Britt Ann-Sofie Hermansson (born 2 October 1964) is a Swedish politician of the Social Democrats. She was chairman (Mayor) of the Gothenburg Municipality executive board from 18 January 2016 to 22 november 2018.

Career

Early career 
Born on the island of Tjörn in 1964, Hermansson began working at Volvo Cars at the age of 19, working in parts transport. There, she joined the metalworkers’ union and the Social Democrats’ youth wing. 

She would go on to serve as official at Swedish Trade Union Confederation from 1996 to 2002 before serving as political secretary to the Gothenburg Municipality executive board from 2003 to 2008 and as ombudsman at the European Parliament to the Social Democrats political group from 2012 to 2016.

RECORD LIST ▸

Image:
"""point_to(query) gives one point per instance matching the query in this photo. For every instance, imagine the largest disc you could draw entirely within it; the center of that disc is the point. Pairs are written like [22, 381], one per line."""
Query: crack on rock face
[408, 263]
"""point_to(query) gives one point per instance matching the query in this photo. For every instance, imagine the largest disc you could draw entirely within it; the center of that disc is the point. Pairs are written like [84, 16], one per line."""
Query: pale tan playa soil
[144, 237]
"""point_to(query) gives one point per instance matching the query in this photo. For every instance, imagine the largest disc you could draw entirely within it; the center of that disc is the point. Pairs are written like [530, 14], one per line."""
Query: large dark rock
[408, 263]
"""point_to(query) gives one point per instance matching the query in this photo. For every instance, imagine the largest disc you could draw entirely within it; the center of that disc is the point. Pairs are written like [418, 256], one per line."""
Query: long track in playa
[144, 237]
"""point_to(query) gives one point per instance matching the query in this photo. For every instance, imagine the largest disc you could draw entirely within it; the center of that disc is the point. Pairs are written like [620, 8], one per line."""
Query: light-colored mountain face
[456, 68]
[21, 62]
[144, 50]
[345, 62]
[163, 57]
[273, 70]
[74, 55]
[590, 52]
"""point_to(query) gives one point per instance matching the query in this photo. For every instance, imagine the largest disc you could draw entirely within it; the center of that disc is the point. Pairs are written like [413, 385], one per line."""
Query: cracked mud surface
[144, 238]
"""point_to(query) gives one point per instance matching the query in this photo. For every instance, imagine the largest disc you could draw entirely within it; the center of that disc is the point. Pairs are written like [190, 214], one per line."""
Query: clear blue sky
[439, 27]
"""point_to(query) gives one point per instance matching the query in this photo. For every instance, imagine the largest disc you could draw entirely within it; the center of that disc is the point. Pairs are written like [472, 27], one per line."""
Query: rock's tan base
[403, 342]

REQUIRED WORK ▸
- 1) Answer these questions using the text about Ann-Sofie Hermansson.
(a) On which island was she born?
(b) At what age did she start working at Volvo Cars?
(c) What position did she hold at the European Parliament, and during which years?
- 2) Continue the text about Ann-Sofie Hermansson after its final sentence.

ANSWERS TO THE EXERCISES ▸
- 1)
(a) Tjörn
(b) 19
(c) Ombudsman to the Social Democrats political group, from 2012 to 2016

- 2)
Mayor of Göteborg 
In 2016, she was elected mayor of Gothenburg Municipality. As mayor, she oversaw the launch of the Equal Gothenburg campaign, stating that "For many years we have had projects to fix inequality. We’d take some money, we’d have a project in the suburbs, and then the money ends and the project stops. The idea of Equal Gothenburg is no more small projects: we should think about equality all the time when we plan."

In March 2018 the Gothenburg City Council blocked a planned showing and panel discussion of the film Burka Songs. In the aftermath of the debate, Hermansson wrote a series of blog posts where she accused two of the scheduled panel members of being undemocratic extremists who defended terrorists. She was then sued for libel over the blog posts. In February 2020, she was acquitted of the charges, with the court ruling that her posts were justifiable under freedom of speech.

Post-politics 
After failing to be re-elected, she left politics, using her heavy-goods-vehicle driving licence to work as a garbage collector for Renova.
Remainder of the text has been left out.